■ **TO BE DONE**
Lay out every line of the data below as a JSON list of strings, one string per line, with blank lines omitted. Leave the pictures out.

-*-*-

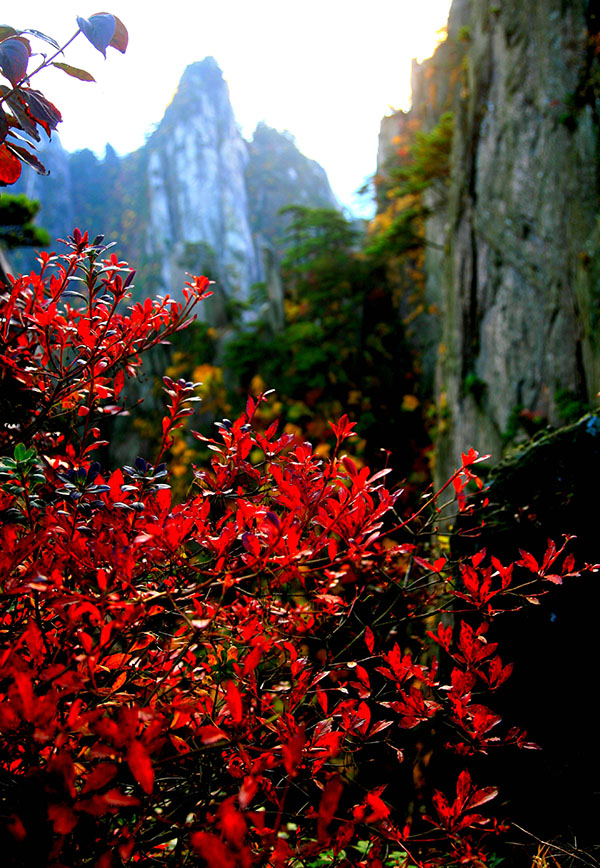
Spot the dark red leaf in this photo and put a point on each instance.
(99, 29)
(10, 166)
(140, 764)
(42, 110)
(14, 57)
(27, 157)
(328, 805)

-*-*-

■ **ANSWER BELOW**
[
  "Spot the dark red leaf in this photo and put a point on each instance.",
  "(99, 29)",
  "(10, 166)",
  "(140, 764)",
  "(42, 110)",
  "(14, 57)",
  "(27, 157)",
  "(328, 805)"
]